To do » Present the following entries again, word for word and in full.

※

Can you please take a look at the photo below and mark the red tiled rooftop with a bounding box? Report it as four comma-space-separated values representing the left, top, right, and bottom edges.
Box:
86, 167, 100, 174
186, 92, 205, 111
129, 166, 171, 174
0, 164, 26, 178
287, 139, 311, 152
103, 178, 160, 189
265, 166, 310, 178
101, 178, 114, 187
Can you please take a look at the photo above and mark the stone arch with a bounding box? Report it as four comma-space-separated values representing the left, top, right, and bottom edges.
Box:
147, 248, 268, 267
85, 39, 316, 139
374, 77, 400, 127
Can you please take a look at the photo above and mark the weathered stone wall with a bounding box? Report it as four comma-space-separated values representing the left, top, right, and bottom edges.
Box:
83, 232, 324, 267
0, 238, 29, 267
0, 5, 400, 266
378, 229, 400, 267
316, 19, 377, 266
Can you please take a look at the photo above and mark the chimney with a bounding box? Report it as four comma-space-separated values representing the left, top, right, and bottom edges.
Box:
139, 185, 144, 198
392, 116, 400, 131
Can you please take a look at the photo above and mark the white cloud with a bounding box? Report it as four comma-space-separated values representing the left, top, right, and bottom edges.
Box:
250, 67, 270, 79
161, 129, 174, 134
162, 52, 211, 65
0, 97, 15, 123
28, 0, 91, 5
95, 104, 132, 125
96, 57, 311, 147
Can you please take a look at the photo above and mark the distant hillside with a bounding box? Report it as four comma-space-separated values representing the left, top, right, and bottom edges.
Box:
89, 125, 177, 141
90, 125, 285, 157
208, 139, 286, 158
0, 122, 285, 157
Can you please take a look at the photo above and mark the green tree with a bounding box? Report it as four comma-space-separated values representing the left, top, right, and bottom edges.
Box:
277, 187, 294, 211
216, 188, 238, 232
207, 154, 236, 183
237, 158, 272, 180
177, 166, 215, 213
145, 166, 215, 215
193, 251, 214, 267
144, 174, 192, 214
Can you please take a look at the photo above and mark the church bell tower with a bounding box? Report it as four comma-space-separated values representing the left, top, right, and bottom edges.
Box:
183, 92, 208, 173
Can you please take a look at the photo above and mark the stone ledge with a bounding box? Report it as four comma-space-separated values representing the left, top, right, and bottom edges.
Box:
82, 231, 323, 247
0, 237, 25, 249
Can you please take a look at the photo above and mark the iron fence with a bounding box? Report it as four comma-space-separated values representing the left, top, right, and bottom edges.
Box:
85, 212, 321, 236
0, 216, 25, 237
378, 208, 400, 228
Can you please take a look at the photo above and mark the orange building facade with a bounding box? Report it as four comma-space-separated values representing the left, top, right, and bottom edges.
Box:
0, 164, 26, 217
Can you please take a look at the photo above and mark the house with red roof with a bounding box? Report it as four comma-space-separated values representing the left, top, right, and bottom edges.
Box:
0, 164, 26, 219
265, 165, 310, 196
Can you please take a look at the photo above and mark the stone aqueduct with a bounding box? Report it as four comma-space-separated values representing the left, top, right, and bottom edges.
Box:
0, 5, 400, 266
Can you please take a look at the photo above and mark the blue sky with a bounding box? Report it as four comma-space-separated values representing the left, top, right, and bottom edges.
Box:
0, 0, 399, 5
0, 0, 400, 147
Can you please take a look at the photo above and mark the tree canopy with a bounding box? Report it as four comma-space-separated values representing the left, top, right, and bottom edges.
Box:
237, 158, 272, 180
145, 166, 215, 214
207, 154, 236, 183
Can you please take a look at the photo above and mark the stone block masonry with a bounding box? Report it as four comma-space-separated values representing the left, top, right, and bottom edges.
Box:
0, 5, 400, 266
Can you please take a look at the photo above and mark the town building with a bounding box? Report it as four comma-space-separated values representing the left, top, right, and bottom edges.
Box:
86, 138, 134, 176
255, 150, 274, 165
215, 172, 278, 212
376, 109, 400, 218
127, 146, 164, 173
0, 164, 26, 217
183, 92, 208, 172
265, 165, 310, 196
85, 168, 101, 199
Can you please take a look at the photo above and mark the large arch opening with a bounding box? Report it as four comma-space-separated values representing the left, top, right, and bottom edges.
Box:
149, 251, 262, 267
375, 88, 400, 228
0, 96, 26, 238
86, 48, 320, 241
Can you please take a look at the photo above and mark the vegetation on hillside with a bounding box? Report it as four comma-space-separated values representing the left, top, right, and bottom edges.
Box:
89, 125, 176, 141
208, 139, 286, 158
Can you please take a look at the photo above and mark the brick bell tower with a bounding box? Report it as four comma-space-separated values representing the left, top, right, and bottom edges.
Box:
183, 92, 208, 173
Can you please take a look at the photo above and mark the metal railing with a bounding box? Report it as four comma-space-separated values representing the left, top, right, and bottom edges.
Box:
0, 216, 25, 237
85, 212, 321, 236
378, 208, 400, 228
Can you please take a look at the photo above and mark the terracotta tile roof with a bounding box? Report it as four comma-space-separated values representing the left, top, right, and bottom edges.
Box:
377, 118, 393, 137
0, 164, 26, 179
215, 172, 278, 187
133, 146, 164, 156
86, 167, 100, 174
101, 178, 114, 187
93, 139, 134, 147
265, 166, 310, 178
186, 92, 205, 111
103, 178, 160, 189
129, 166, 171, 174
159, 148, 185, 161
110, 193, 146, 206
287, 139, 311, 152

※

Response below »
Can you please take a look at the photo below and mark the red tiled rooftop with a bounding box? Report it as four comma-space-separated values representing the left, top, right, and bottom edges.
Box:
86, 167, 100, 174
186, 92, 205, 111
129, 166, 171, 174
0, 164, 26, 178
287, 139, 311, 152
103, 178, 160, 189
265, 166, 310, 178
101, 178, 114, 187
Can you please take a look at the photo above and mark the stone arch with a bounding box? Report it as four comma-space-separated values representing the left, top, right, and bottom edges.
Box:
147, 248, 268, 267
85, 39, 316, 139
374, 77, 400, 127
Can you please take a look at the photo above and mark the weathered stone wall with a bounding box? Report it as four comma-space-separated values representing the left, top, right, and bottom edges.
Box:
83, 232, 324, 267
0, 238, 29, 267
0, 5, 400, 266
378, 229, 400, 267
316, 19, 377, 266
Can you please take a look at the photo above and mark the chimney with a bounding box? Report it as four comma-space-separated values representing the left, top, right, and bottom edges.
Box:
139, 185, 144, 198
392, 116, 400, 131
Can you please take a look at the photo above and mark the white cloud with a bounding box? Report it as four comma-space-separated values representing the left, top, right, and bottom edges.
Box:
250, 67, 270, 79
161, 129, 174, 134
162, 52, 211, 65
0, 97, 15, 123
28, 0, 91, 5
95, 104, 132, 125
96, 57, 311, 147
Can you please take a look at the photo above and mark the distant hillside with a bounding box? Report it as four comma-space-separated values representing the left, top, right, and bottom edges.
Box:
89, 125, 177, 141
90, 125, 285, 157
208, 139, 286, 158
0, 122, 285, 157
Can you please take a look at the photo above and mark the green tree with a bounding box? Report it as four comma-space-separated values representing the left, top, right, and bottom edges.
Box:
277, 187, 294, 211
216, 188, 238, 232
207, 154, 236, 183
237, 158, 272, 180
177, 166, 215, 213
145, 166, 215, 215
193, 251, 214, 267
144, 174, 192, 214
Can you please take a look at the photo above and mark the church bell tower with a bounding box? Report it as four comma-space-separated values representing the left, top, right, and bottom edges.
Box:
183, 92, 208, 173
Can you please take a look at the photo above and mark the stone ledge with a bounding box? Report it as four comma-space-separated values representing the left, top, right, and bottom edges.
Box:
82, 231, 323, 247
0, 237, 25, 249
Can you please take a look at the photo above and mark the iron fence with a bounding box? Report it as four comma-space-separated values representing the left, top, right, and bottom edges.
Box:
85, 212, 321, 236
0, 216, 25, 237
378, 208, 400, 228
Can you please take a look at the photo above and mark the orange building facade with a bounding box? Report it as four comma-space-separated values representing the left, top, right, and bottom edges.
Box:
0, 164, 26, 217
Can you please take a look at the photo above and mark the house with red roof with a bounding box? Report it as four comma-space-separated values representing the left, top, right, and bottom edges.
Box:
0, 164, 26, 219
265, 165, 310, 196
Can you please take a look at the photo above and mark the stone aqueduct with a bounding box? Report it as four comma-space-separated values representing the left, top, right, and bottom edges.
Box:
0, 5, 400, 266
Can you please take a look at the photo above and mark the blue sky with a bounding box? Report it as four comma-space-separated values representing the left, top, right, and bottom edges.
Box:
0, 0, 399, 5
0, 0, 400, 147
Can you please take a look at the photo above and mark the tree canopy with a bounding box? Report it as four comma-space-separated values representing the left, top, right, and bottom edges.
Box:
237, 158, 272, 180
145, 166, 215, 214
207, 154, 236, 183
Can you please take a look at the photo above and mark the stone block masonry with a bounding box? Report it as four comma-space-separated values representing the left, top, right, and bottom edges.
Box:
0, 5, 400, 266
Can you please take a look at the photo above and mark the town building with a bounding box? Report it as four comma-space-separated values representing the left, top, right, and bottom edges.
Box:
86, 138, 134, 176
255, 150, 274, 165
215, 172, 278, 212
376, 109, 400, 218
127, 146, 164, 173
0, 164, 26, 217
183, 92, 208, 172
265, 165, 310, 196
85, 168, 101, 199
Can you please take a look at the photo above and mark the large arch opening with a bounding box? Report it as four comma-space-separated values representing the left, top, right, and bottom edges.
Box:
149, 251, 262, 267
375, 88, 400, 228
0, 96, 26, 238
86, 48, 320, 241
Can you please take a look at the photo above and mark the vegetation on hillside with a bounding box? Report it as four comma-space-separated values representing the left, top, right, and bottom edges.
Box:
89, 125, 176, 141
208, 139, 286, 158
Can you please take a look at the photo above and mark the brick bell tower with a bounding box? Report it as four comma-space-separated values representing the left, top, right, and bottom edges.
Box:
183, 92, 208, 173
Can you please take a look at the photo above and mark the metal railing with a bounding box? Report it as four comma-space-separated values representing the left, top, right, and bottom edges.
Box:
0, 216, 25, 237
85, 212, 321, 236
378, 208, 400, 228
Can you please take a look at the photo above and mark the terracotta tile roof with a bounding box? Report it as four comma-space-separated values representing the left, top, right, and bottom edges.
Box:
377, 118, 393, 137
0, 164, 26, 179
215, 172, 278, 187
133, 146, 164, 156
86, 167, 100, 174
101, 178, 114, 187
93, 139, 134, 147
265, 166, 310, 178
186, 92, 205, 111
103, 178, 160, 189
129, 166, 171, 174
159, 148, 185, 161
110, 193, 146, 206
287, 139, 311, 152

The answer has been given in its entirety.